----- Lesetext -----

Interview von Gerald Kleffmann, Berlin

Günther Bosch flaniert gemütlich über die Anlage des LTTC Rot-Weiß, er blickt sich neugierig um, führt hier ein kleines Gespräch, plaudert dort ein bisschen. 79 Jahre alt ist er inzwischen, aber immer noch sehr interessiert an dem Sport, der ihn einmal zu einer sehr speziellen Bedeutung gebracht hat. Bosch war der erste Trainer von Boris Becker und hat ihn zum Weltstar gecoacht. "Und ich war der Einzige", sagt der Deutsch-Rumäne Bosch aus Kronstadt und lacht schelmisch, "der nicht von ihm gefeuert wurde. Ich habe ihn selbst verlassen." Am Rande des Davis-Cup-Doppels am Samstag nimmt sich Deutschlands vielleicht bedeutsamste Trainerperson Zeit für ein paar Erinnerungen an die guten alten Tage.

----- Gespeicherte Datensätze -----

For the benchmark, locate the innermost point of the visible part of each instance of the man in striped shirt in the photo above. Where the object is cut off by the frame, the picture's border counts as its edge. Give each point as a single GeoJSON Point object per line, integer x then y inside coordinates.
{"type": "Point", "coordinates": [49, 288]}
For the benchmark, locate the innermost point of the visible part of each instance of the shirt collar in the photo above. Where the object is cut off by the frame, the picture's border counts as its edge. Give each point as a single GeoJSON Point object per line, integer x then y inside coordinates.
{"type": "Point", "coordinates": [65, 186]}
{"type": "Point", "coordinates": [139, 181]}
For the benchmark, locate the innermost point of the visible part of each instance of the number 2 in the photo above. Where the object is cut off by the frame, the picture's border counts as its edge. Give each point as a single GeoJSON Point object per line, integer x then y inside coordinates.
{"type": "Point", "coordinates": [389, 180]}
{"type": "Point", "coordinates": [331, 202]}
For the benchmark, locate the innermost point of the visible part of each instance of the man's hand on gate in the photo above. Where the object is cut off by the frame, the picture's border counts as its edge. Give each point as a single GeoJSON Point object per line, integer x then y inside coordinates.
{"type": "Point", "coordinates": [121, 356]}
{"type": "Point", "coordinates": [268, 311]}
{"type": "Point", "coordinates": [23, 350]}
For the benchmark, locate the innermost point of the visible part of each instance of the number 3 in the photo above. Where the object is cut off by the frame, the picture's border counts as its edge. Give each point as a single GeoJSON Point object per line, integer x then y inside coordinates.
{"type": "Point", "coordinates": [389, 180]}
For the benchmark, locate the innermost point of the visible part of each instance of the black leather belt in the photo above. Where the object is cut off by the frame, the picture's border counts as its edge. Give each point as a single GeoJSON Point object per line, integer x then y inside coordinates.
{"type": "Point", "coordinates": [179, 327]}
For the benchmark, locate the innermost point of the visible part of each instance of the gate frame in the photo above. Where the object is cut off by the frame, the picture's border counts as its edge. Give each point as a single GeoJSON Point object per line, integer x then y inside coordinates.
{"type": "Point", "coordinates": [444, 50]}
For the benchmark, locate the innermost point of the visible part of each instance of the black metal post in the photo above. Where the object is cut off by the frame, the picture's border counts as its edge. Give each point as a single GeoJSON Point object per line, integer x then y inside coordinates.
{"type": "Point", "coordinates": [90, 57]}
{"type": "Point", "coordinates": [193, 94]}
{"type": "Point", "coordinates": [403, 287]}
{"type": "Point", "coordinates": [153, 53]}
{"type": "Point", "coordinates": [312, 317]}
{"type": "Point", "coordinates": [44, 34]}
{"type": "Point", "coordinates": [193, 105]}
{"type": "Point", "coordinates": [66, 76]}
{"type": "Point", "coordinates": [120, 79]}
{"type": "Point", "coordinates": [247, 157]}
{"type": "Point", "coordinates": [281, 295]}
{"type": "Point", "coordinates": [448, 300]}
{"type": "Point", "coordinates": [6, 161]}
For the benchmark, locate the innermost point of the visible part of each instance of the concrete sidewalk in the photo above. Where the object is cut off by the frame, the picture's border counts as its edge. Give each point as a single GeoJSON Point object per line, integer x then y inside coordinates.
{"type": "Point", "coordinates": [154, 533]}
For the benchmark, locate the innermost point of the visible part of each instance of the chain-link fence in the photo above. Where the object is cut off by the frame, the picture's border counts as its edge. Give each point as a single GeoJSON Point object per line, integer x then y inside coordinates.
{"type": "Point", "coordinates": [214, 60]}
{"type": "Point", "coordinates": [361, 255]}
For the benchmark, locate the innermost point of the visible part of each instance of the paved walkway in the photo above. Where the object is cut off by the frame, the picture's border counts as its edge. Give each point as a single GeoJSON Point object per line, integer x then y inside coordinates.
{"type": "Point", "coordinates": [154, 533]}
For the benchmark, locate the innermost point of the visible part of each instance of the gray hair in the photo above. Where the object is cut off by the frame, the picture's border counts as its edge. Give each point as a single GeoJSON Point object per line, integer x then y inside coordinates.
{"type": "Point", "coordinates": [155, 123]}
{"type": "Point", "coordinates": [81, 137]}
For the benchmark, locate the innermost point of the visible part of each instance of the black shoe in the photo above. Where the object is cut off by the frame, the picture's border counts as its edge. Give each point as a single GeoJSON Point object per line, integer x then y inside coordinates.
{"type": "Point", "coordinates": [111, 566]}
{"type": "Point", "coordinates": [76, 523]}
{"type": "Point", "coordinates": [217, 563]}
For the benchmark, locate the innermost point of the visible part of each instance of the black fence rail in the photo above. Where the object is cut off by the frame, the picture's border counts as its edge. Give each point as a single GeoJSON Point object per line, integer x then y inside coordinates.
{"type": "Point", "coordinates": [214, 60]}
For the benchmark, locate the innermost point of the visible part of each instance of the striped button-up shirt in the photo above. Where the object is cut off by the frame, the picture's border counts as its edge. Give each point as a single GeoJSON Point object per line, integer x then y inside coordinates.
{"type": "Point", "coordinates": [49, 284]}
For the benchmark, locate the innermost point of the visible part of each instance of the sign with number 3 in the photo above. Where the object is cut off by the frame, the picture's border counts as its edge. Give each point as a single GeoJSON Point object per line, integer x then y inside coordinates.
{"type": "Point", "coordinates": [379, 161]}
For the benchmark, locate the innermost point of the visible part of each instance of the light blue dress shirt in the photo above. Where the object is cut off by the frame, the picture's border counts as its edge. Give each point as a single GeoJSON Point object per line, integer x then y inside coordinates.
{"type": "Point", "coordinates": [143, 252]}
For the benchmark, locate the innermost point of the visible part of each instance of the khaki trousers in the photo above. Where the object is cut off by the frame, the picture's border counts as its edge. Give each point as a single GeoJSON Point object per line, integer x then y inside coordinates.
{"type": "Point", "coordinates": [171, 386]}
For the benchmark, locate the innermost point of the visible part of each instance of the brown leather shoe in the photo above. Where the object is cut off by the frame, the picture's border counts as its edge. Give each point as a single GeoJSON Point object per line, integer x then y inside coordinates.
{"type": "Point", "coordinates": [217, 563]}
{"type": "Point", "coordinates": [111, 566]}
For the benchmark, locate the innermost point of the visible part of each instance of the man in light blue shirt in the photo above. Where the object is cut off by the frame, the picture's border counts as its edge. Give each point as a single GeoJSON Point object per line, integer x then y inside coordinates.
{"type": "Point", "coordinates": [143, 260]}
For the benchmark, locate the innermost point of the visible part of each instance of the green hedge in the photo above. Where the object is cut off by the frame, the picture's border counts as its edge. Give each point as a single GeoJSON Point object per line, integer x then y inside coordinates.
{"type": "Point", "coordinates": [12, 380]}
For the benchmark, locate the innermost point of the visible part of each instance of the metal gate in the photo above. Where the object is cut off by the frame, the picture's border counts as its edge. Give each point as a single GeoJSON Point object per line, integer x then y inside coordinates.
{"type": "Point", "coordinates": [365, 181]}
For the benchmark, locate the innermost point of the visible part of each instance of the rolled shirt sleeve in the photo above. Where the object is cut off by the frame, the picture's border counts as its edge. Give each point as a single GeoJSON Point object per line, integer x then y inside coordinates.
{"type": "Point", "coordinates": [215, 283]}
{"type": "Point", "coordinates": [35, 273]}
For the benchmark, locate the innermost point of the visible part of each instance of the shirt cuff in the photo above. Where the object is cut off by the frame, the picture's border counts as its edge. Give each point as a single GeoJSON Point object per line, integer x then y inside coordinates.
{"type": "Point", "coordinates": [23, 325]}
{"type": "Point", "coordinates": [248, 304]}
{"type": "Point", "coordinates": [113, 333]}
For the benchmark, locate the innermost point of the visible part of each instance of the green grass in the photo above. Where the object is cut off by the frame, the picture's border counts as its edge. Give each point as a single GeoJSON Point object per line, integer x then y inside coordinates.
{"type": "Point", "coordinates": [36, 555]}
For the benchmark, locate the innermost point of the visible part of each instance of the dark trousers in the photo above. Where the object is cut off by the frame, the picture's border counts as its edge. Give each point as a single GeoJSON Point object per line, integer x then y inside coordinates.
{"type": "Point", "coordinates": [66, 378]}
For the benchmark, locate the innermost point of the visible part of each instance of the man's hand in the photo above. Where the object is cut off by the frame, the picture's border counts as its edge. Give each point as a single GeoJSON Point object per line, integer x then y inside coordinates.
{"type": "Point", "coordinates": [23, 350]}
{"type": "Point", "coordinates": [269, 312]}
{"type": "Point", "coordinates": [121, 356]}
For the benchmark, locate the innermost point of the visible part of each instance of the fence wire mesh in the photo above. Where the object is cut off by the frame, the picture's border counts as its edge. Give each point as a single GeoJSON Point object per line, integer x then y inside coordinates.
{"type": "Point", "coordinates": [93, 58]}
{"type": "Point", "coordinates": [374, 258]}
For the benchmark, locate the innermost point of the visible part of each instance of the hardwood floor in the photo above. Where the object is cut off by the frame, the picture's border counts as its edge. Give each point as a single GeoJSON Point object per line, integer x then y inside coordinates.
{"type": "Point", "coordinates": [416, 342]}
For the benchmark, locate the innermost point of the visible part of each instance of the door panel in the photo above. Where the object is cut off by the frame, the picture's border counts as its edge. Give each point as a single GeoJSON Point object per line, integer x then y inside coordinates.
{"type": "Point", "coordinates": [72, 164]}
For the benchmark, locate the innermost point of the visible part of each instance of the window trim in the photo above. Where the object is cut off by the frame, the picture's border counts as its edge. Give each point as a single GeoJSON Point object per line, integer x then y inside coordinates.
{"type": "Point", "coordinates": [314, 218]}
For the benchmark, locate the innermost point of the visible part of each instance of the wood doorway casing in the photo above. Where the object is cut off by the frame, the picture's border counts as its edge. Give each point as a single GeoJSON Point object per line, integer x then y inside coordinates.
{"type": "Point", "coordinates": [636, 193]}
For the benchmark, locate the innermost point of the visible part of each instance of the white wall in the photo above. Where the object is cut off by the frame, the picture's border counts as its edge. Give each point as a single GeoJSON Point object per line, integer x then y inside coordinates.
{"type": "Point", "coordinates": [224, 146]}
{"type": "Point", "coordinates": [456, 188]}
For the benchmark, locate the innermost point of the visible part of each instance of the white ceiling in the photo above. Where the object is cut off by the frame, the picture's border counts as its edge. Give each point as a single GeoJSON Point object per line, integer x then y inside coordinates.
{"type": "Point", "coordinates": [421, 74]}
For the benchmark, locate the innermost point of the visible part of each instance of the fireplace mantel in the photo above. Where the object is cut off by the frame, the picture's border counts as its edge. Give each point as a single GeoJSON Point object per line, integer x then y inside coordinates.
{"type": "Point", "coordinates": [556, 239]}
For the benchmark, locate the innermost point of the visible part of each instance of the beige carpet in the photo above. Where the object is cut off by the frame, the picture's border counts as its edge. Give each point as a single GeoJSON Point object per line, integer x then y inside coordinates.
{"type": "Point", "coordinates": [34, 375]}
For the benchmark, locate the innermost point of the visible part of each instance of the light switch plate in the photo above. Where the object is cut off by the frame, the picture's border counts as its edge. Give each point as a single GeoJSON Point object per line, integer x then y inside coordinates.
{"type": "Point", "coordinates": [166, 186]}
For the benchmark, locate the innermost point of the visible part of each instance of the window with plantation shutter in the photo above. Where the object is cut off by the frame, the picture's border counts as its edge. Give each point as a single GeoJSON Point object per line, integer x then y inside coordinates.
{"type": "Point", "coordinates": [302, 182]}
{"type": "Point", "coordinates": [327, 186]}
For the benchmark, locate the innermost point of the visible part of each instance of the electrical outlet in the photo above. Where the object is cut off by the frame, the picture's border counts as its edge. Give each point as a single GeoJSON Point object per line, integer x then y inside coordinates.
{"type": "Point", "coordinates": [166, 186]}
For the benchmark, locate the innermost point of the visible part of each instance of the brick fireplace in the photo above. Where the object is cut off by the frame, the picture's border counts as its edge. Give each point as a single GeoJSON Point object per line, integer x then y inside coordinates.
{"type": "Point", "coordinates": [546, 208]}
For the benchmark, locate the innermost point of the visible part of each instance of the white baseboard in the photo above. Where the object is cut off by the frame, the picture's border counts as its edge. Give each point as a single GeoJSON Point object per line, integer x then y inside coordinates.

-----

Aufgabenliste:
**A.** Nenne alle Personen, die im Lesetext mit Vor- und Nachnamen vorkommen.
**B.** Extrahiere aus dem Lesetext den Abschnitt, der bei den Worten "Interview von Gerald" beginnt und nach "die guten alten Tage." endet.

Die Antworten:
**A.** Gerald Kleffmann, Günther Bosch, Boris Becker

**B.**
Interview von Gerald Kleffmann, Berlin

Günther Bosch flaniert gemütlich über die Anlage des LTTC Rot-Weiß, er blickt sich neugierig um, führt hier ein kleines Gespräch, plaudert dort ein bisschen. 79 Jahre alt ist er inzwischen, aber immer noch sehr interessiert an dem Sport, der ihn einmal zu einer sehr speziellen Bedeutung gebracht hat. Bosch war der erste Trainer von Boris Becker und hat ihn zum Weltstar gecoacht. "Und ich war der Einzige", sagt der Deutsch-Rumäne Bosch aus Kronstadt und lacht schelmisch, "der nicht von ihm gefeuert wurde. Ich habe ihn selbst verlassen." Am Rande des Davis-Cup-Doppels am Samstag nimmt sich Deutschlands vielleicht bedeutsamste Trainerperson Zeit für ein paar Erinnerungen an die guten alten Tage.